*What to do:*
In the passage on the death of Jesus, what did the Roman governor of Judaea order the sign on the cross to say?

*Excerpt to read:*
The most important event of the career of the historical Jesus was his manner of death. Jesus was crucified. The Christian explanation is that a travelling holy man, the only begotten son of God himself, impoverished, docile and peace loving, who scarcely ever lost his temper, was thought such a threat to the rulers of Judaea that they sentenced him to hang on a cross, a death reserved for slaves and traitors. Christians say that Jesus was neither. He was not a criminal at all. But somehow this divine teller of parables had given the authorities the impression he wanted to be a Jewish king—to rival Caesar in one of his dominions—when all he really wanted to do was to save mankind from its sins. The Roman governor of Judaea even ordered the hanging man to be labeled with a sign saying “The King of the Jews”.

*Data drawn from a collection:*
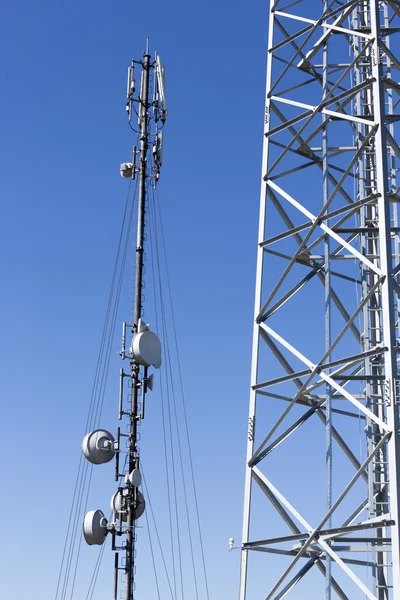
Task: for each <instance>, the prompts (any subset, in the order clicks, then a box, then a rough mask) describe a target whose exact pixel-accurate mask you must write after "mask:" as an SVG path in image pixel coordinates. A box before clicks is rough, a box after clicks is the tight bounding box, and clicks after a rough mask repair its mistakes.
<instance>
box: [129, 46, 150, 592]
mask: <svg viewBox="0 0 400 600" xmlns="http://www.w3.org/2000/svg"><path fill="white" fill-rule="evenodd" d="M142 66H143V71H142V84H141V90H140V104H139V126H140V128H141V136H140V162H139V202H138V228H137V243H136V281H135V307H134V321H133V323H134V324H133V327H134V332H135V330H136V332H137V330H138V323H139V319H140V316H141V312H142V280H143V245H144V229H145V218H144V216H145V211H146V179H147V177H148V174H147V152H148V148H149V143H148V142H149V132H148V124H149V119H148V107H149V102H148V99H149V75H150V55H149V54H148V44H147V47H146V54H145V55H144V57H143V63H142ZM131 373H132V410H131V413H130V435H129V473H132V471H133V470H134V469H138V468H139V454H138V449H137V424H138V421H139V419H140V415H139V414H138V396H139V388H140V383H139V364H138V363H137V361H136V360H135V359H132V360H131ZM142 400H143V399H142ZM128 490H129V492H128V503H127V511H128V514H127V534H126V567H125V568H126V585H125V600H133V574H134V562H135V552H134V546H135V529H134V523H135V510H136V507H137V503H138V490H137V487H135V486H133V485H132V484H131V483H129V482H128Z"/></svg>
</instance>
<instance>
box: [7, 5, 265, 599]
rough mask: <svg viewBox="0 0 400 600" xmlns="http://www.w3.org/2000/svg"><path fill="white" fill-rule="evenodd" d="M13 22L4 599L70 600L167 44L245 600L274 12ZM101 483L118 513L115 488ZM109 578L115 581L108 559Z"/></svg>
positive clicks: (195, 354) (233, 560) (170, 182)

*Answer for this exercise:*
The sign read "The King of the Jews".